* Work order:
Each line below must be set down exactly as it stands.

Excerpts from a dataset:

┌────────

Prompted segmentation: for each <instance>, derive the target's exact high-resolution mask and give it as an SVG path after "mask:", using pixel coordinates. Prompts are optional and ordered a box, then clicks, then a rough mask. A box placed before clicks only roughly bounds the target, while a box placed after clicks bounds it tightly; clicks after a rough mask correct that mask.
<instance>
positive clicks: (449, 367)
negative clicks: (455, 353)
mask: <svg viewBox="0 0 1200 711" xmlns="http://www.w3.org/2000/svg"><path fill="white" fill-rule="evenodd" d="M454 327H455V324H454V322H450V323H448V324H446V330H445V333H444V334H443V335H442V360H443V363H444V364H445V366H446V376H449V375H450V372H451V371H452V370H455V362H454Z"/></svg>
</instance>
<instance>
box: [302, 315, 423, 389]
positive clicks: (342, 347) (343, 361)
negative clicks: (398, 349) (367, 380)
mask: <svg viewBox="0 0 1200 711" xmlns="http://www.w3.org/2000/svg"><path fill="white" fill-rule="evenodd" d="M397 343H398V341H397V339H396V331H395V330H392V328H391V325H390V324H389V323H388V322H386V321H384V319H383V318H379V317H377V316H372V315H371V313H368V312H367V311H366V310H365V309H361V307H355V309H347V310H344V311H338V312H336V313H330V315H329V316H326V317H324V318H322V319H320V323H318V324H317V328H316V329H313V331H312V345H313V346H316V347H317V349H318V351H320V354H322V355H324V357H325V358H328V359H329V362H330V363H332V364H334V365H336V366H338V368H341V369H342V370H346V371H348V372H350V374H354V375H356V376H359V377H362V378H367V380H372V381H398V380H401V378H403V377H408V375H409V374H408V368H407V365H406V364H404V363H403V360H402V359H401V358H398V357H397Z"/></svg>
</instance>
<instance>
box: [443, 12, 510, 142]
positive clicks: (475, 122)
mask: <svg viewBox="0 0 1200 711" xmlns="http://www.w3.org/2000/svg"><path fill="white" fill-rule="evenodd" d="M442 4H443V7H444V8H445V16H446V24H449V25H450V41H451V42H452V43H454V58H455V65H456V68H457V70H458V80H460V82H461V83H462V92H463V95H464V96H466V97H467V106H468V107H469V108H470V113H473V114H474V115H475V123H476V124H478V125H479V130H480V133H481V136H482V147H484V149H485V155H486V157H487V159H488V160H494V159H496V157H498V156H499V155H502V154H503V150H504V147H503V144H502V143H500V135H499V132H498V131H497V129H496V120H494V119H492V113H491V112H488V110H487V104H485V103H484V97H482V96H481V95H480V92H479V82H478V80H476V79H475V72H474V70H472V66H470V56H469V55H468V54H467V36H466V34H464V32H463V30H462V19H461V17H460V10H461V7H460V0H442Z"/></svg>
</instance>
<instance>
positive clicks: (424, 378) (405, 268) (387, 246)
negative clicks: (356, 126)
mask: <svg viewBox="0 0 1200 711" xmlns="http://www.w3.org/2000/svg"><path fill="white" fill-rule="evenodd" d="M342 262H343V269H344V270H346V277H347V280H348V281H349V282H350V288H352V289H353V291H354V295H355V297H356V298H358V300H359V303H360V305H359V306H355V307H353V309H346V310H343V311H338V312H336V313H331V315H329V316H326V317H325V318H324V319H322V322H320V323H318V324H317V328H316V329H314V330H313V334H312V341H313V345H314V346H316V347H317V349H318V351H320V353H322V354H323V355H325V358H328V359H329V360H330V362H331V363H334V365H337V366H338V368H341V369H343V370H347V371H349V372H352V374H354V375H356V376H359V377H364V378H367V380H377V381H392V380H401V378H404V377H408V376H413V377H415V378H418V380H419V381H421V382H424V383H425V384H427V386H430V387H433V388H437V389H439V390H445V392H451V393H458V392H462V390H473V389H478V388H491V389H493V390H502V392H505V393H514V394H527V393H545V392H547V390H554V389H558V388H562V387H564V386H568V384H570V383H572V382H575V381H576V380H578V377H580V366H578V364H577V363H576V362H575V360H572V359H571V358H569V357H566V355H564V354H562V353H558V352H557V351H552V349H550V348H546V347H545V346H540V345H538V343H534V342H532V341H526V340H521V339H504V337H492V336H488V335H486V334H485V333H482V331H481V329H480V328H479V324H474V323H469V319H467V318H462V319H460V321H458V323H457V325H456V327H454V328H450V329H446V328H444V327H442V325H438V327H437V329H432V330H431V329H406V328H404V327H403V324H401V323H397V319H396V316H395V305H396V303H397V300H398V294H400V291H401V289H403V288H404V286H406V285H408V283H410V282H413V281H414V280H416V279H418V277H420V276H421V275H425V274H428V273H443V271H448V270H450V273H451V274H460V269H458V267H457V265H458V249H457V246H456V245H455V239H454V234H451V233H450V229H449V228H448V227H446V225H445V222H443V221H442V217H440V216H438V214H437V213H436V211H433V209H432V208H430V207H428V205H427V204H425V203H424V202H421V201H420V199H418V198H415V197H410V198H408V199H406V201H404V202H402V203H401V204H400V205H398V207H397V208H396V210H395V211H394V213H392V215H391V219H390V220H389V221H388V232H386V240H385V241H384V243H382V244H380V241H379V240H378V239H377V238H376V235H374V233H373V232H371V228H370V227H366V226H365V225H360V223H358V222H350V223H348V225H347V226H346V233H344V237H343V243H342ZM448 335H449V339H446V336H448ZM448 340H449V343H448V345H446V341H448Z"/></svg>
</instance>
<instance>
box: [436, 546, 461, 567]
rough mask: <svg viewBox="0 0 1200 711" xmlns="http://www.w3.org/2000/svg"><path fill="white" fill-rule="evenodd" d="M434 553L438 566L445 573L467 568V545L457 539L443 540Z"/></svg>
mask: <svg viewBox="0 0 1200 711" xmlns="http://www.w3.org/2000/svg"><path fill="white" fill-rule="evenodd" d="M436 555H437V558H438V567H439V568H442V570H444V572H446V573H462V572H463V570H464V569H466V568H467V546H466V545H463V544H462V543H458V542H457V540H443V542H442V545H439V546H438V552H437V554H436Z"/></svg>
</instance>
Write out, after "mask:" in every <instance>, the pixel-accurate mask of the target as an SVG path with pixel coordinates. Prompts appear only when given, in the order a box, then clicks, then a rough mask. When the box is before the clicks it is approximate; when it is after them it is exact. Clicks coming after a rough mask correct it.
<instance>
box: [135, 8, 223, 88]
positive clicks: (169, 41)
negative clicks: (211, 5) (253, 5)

└────────

* Output below:
Prompted segmentation: for each <instance>, derive the target's exact high-resolution mask and give it as an SVG path after "mask:", using pixel coordinates. Prompts are optional and ordered a box, then clicks, then a rough mask. A box placed before clicks only roughly bounds the target, while a box placed after clicks bounds it tightly; clicks after a rough mask correct that mask.
<instance>
positive clicks: (449, 367)
negative clicks: (455, 353)
mask: <svg viewBox="0 0 1200 711" xmlns="http://www.w3.org/2000/svg"><path fill="white" fill-rule="evenodd" d="M454 327H455V324H454V322H450V323H448V324H446V330H445V333H444V334H443V335H442V360H443V363H444V364H445V366H446V376H449V375H450V372H451V371H452V370H455V362H454Z"/></svg>
</instance>
<instance>
box: [302, 315, 423, 389]
positive clicks: (342, 347) (343, 361)
negative clicks: (398, 349) (367, 380)
mask: <svg viewBox="0 0 1200 711" xmlns="http://www.w3.org/2000/svg"><path fill="white" fill-rule="evenodd" d="M397 343H398V341H397V339H396V331H395V330H392V328H391V325H390V324H389V323H388V322H386V321H384V319H383V318H379V317H377V316H372V315H371V313H368V312H367V311H366V310H365V309H361V307H355V309H347V310H344V311H338V312H336V313H330V315H329V316H326V317H324V318H322V319H320V323H318V324H317V328H316V329H313V331H312V345H313V346H316V347H317V349H318V351H320V354H322V355H324V357H325V358H328V359H329V362H330V363H332V364H334V365H336V366H338V368H341V369H342V370H346V371H348V372H350V374H354V375H356V376H359V377H362V378H367V380H372V381H398V380H401V378H403V377H408V375H409V374H408V368H407V365H406V364H404V363H403V360H402V359H401V358H398V357H397Z"/></svg>
</instance>
<instance>
box: [443, 12, 510, 142]
positive clicks: (475, 122)
mask: <svg viewBox="0 0 1200 711" xmlns="http://www.w3.org/2000/svg"><path fill="white" fill-rule="evenodd" d="M442 4H443V7H444V8H445V16H446V24H449V25H450V41H451V42H452V43H454V58H455V65H456V68H457V70H458V80H460V82H461V83H462V92H463V95H464V96H466V97H467V106H468V107H469V108H470V113H473V114H474V115H475V123H476V124H478V125H479V130H480V133H481V136H482V147H484V149H485V155H486V157H487V159H488V160H494V159H496V157H498V156H499V155H502V154H503V150H504V147H503V144H502V143H500V135H499V132H498V131H497V129H496V120H494V119H492V113H491V112H488V110H487V104H485V103H484V97H482V96H481V95H480V92H479V82H478V80H476V79H475V72H474V70H472V66H470V56H469V55H468V54H467V36H466V34H464V32H463V30H462V19H461V17H460V10H461V7H460V0H442Z"/></svg>
</instance>
<instance>
positive clicks: (424, 378) (405, 268) (387, 246)
negative clicks: (356, 126)
mask: <svg viewBox="0 0 1200 711" xmlns="http://www.w3.org/2000/svg"><path fill="white" fill-rule="evenodd" d="M342 262H343V269H344V270H346V277H347V280H348V281H349V282H350V288H352V289H353V291H354V295H355V297H356V298H358V300H359V303H360V305H359V306H355V307H353V309H346V310H343V311H338V312H336V313H331V315H329V316H326V317H325V318H324V319H322V322H320V323H318V324H317V328H316V329H314V330H313V334H312V341H313V345H314V346H316V347H317V349H318V351H320V353H322V354H323V355H325V358H328V359H329V360H330V362H331V363H334V365H337V366H338V368H341V369H343V370H347V371H349V372H352V374H354V375H356V376H359V377H364V378H367V380H377V381H392V380H401V378H404V377H408V376H413V377H415V378H418V380H419V381H421V382H424V383H425V384H427V386H430V387H433V388H437V389H439V390H445V392H451V393H458V392H462V390H473V389H478V388H491V389H493V390H502V392H505V393H514V394H527V393H545V392H547V390H554V389H558V388H562V387H564V386H568V384H570V383H572V382H575V381H576V380H578V377H580V366H578V364H577V363H576V362H575V360H572V359H571V358H569V357H566V355H564V354H562V353H558V352H557V351H552V349H550V348H546V347H545V346H540V345H538V343H534V342H532V341H526V340H521V339H504V337H492V336H488V335H486V334H485V333H482V331H481V329H480V328H479V324H474V323H469V319H467V318H462V319H460V321H458V323H457V325H456V327H454V328H450V329H446V328H444V327H442V325H438V327H437V329H432V330H431V329H406V328H404V327H403V324H401V323H397V319H396V316H395V305H396V303H397V300H398V294H400V291H401V289H403V288H404V286H406V285H408V283H410V282H413V281H414V280H416V279H418V277H420V276H421V275H425V274H428V273H443V271H448V270H450V273H451V274H460V269H458V267H457V265H458V249H457V246H456V245H455V239H454V234H451V233H450V229H449V228H448V227H446V225H445V222H443V221H442V217H440V216H438V214H437V213H436V211H433V209H432V208H430V207H428V205H427V204H425V203H424V202H421V201H420V199H418V198H415V197H410V198H408V199H406V201H404V202H402V203H401V204H400V205H398V207H397V208H396V210H395V211H394V213H392V215H391V219H390V220H389V221H388V232H386V240H385V241H384V243H382V244H380V241H379V240H378V239H377V238H376V235H374V233H373V232H371V228H370V227H366V226H365V225H360V223H358V222H350V223H348V225H347V226H346V233H344V237H343V243H342ZM448 335H449V339H446V336H448ZM448 340H449V343H448V345H446V341H448Z"/></svg>
</instance>
<instance>
box: [436, 546, 461, 567]
rough mask: <svg viewBox="0 0 1200 711" xmlns="http://www.w3.org/2000/svg"><path fill="white" fill-rule="evenodd" d="M434 553L438 566L445 573L467 568V545L457 539L443 540Z"/></svg>
mask: <svg viewBox="0 0 1200 711" xmlns="http://www.w3.org/2000/svg"><path fill="white" fill-rule="evenodd" d="M436 555H437V558H438V567H439V568H442V570H444V572H446V573H462V572H463V570H464V569H466V568H467V546H466V545H463V544H462V543H458V542H457V540H443V542H442V545H439V546H438V552H437V554H436Z"/></svg>
</instance>
Write out, after "mask:" in every <instance>, the pixel-accurate mask of the target as an SVG path with pixel coordinates. Prompts appear only when given, in the order a box, then clicks, then a rough mask. When the box is before the clicks it is approximate; when it is after them it is exact. Clicks coming after a rough mask correct it.
<instance>
box: [135, 8, 223, 88]
positive clicks: (169, 41)
negative clicks: (211, 5) (253, 5)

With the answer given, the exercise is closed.